CONTROLEER JE BEGRIP:
1. Welke twee artikelen zijn volgens het wetsartikel over directe doorgeleiding van telecommunicatie van overeenkomstige toepassing?
2. Neem uit het wetsartikel over directe doorgeleiding van telecommunicatie letterlijk over van "- Inwerkingtreding" tot en met "- Vakgebied(en)".
3. Vul het wetsartikel over directe doorgeleiding van telecommunicatie aan vanaf het punt waar de tekst ophoudt.

OEFENTEKST:
━━━━

Einde inhoudsopgave
Wetboek van Strafvordering
Artikel 5.1.12 (directe doorgeleiding telecommunicatie)
Geldend
Geldend vanaf 01-07-2018
- Bronpublicatie:
07-06-2017, Stb. 2017, 246 (uitgifte: 16-06-2017, kamerstukken: 34493)
- Inwerkingtreding
01-07-2018
- Bronpublicatie inwerkingtreding:
07-12-2017, Stb. 2017, 492 (uitgifte: 20-12-2017, kamerstukken/regelingnummer: -)
- Vakgebied(en)
Internationaal strafrecht / Justitiële en politionele samenwerking
1.
Voor zover een verdrag daarin voorziet, kan op verzoek van een buitenlandse autoriteit telecommunicatie worden opgenomen met het oog op de rechtstreekse doorgeleiding naar het buitenland. De artikelen 126m en 126t zijn van overeenkomstige toepassing.
2.
Indien de opgenomen en rechtstreeks doorgeleide telecommunicatie betrekking heeft op een gebruiker van telecommunicatie die zich op Nederlands grondgebied bevindt, worden aan de doorgeleiding de voorwaarden verbonden, dat de gegevens verkregen door het aftappen van de telecommunicatie:
- a.

━━━━

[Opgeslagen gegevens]
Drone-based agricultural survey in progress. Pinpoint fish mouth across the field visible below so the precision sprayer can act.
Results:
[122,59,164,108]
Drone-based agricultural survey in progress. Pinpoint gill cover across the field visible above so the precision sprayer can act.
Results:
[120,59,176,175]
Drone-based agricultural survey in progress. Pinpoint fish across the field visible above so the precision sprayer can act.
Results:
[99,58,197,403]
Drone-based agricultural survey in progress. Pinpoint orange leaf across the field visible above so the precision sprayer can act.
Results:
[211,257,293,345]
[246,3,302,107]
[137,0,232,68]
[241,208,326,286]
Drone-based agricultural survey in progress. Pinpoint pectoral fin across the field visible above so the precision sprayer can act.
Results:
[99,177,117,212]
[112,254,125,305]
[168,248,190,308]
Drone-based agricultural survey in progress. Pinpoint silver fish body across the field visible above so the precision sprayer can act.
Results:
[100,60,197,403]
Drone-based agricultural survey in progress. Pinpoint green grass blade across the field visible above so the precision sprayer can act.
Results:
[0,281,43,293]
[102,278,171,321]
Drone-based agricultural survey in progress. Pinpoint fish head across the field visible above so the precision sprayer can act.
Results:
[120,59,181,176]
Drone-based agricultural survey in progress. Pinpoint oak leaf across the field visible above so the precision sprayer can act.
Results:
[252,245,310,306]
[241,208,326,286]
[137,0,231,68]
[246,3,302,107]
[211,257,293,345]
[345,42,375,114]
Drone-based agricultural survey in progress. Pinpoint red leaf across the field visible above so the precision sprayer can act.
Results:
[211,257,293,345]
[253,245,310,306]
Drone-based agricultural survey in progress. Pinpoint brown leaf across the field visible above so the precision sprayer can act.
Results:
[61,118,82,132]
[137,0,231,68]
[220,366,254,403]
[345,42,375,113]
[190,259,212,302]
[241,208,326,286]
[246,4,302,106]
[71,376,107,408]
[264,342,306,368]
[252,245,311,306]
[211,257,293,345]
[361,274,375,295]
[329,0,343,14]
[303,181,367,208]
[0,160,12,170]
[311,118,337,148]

━━━━

ANTWOORDEN PER OPDRACHT:
1. De artikelen 126m en 126t.

2.
- Inwerkingtreding
01-07-2018
- Bronpublicatie inwerkingtreding:
07-12-2017, Stb. 2017, 492 (uitgifte: 20-12-2017, kamerstukken/regelingnummer: -)
- Vakgebied(en)

3.
voor zover deze mededelingen bevatten, gedaan door of aan een persoon die zich op grond van de artikelen 218 en 218a zou kunnen verschonen indien hij als getuige naar de inhoud van die mededelingen zou worden gevraagd, niet mogen worden gebruikt en dienen te worden vernietigd; en
- b.
alleen mogen worden gebruikt voor het strafrechtelijk onderzoek in het kader waarvan het rechtshulpverzoek is gedaan en dat voor het gebruik voor enig ander doel voorafgaand toestemming dient te worden gevraagd en te zijn verkregen.
3.
Artikel 126bb is van overeenkomstige toepassing.